§ **TASK OBJECTIVE**
Write the data out again exactly, dropping any images it holds.

* begin THE INPUT *

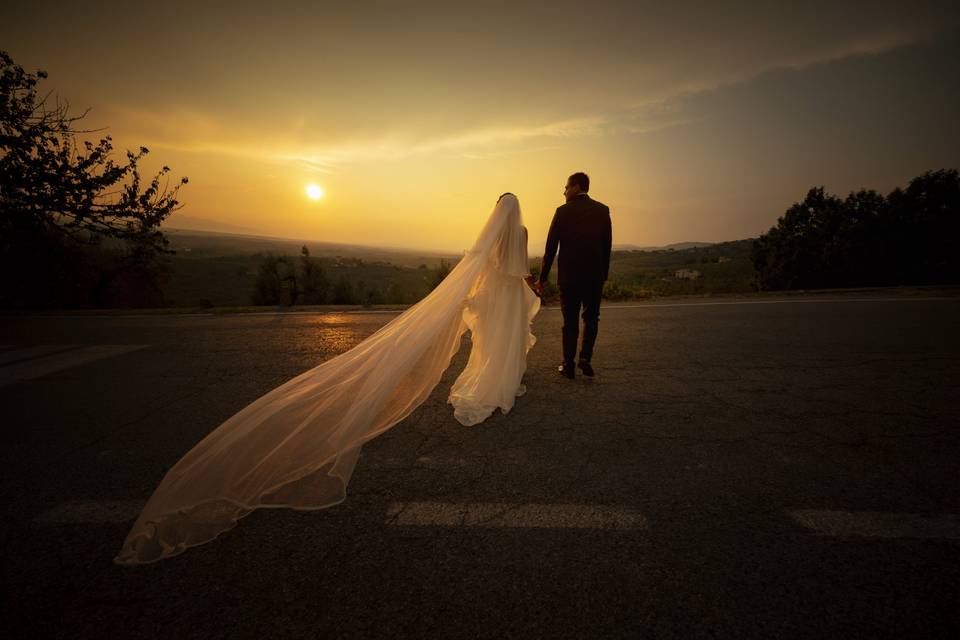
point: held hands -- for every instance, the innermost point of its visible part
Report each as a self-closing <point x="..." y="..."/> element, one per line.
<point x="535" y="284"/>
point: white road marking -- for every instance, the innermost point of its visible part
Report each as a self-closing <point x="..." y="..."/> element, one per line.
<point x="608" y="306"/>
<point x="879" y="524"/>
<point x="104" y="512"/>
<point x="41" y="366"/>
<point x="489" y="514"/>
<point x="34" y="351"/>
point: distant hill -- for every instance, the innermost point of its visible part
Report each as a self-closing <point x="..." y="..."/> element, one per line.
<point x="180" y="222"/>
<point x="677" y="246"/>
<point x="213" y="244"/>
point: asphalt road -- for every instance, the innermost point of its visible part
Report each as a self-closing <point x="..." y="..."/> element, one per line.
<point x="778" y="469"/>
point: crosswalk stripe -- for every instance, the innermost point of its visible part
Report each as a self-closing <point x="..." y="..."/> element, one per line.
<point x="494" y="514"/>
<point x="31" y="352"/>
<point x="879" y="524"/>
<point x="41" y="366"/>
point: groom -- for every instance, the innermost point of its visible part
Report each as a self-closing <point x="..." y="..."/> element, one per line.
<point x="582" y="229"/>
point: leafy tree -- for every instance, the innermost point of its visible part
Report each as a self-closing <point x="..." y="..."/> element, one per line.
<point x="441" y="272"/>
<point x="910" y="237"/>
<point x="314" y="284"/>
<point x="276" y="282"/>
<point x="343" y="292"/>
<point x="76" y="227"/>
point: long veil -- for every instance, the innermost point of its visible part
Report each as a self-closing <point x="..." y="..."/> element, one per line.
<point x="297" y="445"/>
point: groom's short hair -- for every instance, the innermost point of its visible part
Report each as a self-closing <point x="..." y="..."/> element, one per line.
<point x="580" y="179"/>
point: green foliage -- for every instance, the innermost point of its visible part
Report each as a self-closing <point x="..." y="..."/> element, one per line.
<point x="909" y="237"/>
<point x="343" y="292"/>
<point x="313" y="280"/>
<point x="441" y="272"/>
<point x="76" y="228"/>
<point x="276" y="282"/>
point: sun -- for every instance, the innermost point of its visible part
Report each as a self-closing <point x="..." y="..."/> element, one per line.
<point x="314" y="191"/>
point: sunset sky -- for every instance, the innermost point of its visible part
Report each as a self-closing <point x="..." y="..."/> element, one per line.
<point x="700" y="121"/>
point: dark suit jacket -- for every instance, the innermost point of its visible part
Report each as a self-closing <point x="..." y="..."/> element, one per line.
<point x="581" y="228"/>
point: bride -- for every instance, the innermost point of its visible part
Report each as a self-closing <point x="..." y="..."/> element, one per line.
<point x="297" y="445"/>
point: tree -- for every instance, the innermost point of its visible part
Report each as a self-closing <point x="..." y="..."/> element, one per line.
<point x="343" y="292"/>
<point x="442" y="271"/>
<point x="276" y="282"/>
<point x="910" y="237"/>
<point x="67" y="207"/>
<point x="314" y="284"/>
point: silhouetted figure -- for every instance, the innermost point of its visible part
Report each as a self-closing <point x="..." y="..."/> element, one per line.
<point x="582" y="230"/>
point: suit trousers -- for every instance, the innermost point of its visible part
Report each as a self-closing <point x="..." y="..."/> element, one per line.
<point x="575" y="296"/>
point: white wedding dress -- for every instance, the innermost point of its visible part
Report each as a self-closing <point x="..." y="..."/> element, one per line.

* end THE INPUT *

§ **WRITTEN SOLUTION**
point: held hands -- for every instance, the innermost point of its visible part
Report each as a self-closing <point x="..." y="..."/> element, one per line.
<point x="535" y="284"/>
point: white road marking -- for every instance, the innermost point of its visible part
Report each as a self-closing <point x="..." y="..."/> element, one per line.
<point x="608" y="306"/>
<point x="879" y="524"/>
<point x="104" y="512"/>
<point x="41" y="366"/>
<point x="489" y="514"/>
<point x="34" y="351"/>
point: distant hill -- for every instance, the innermost point of its visible part
Report each as a self-closing <point x="..." y="..."/> element, one per line.
<point x="180" y="222"/>
<point x="677" y="246"/>
<point x="213" y="244"/>
point: asphalt road -- for every instance, the innermost point of its visible part
Report each as a self-closing <point x="..." y="..."/> element, one per line.
<point x="778" y="469"/>
point: crosswalk stripe -- for every instance, the innermost point of its visible part
Report each as a self-closing <point x="..." y="..."/> element, one per line.
<point x="494" y="514"/>
<point x="31" y="352"/>
<point x="879" y="524"/>
<point x="41" y="366"/>
point: groom -- for every instance, the innermost point of its visible part
Report each as a self-closing <point x="..." y="..."/> element, one per line.
<point x="582" y="229"/>
point: leafy tree -- for every instance, the innermost point of its visible part
Report each as a self-closing <point x="..." y="..."/> element, one per line.
<point x="441" y="272"/>
<point x="910" y="237"/>
<point x="314" y="284"/>
<point x="276" y="282"/>
<point x="343" y="292"/>
<point x="76" y="227"/>
point: long veil -- for every instance, the innermost point of its visible part
Report each as a self-closing <point x="..." y="..."/> element, one per line.
<point x="297" y="445"/>
point: groom's short hair -- for every instance, the innermost point of its visible part
Report each as a self-closing <point x="..." y="..."/> element, one per line.
<point x="580" y="179"/>
point: green foliage -- for every instance, the innermost point of its visible part
Report each as a self-closing <point x="..." y="..."/> element, one per line.
<point x="909" y="237"/>
<point x="343" y="292"/>
<point x="313" y="280"/>
<point x="441" y="272"/>
<point x="76" y="228"/>
<point x="276" y="282"/>
point: sun -- for every instance, the innermost point of its visible part
Report each as a self-closing <point x="..." y="..."/> element, one per line.
<point x="314" y="191"/>
point: sunset sky -- for every instance, the innermost point of its visible part
Report each as a self-closing <point x="..." y="..."/> element, one per line.
<point x="700" y="121"/>
point: dark suit jacket -- for every instance, the innermost point of its visible part
Report each as a self-closing <point x="..." y="..."/> element, one per line.
<point x="581" y="228"/>
point: bride -- for every instance, the innermost point of its visible part
Report each as a self-closing <point x="..." y="..."/> element, one per line.
<point x="297" y="445"/>
point: tree -- for every instance, the innermost point of its visible part
Report each as a self-closing <point x="..." y="..."/> element, one per line.
<point x="343" y="292"/>
<point x="442" y="271"/>
<point x="276" y="282"/>
<point x="910" y="237"/>
<point x="67" y="207"/>
<point x="314" y="284"/>
point: silhouetted figure -- for every instance, the innermost point of its visible part
Report each as a self-closing <point x="..." y="..."/> element, one per line.
<point x="582" y="230"/>
point: suit trousers -- for every instance, the innermost point of its visible part
Report each as a self-closing <point x="..." y="..."/> element, one per line.
<point x="575" y="296"/>
point: white wedding dress -- for every instance, the innermost point of its visible part
Report each as a self-closing <point x="..." y="..."/> element, one per line.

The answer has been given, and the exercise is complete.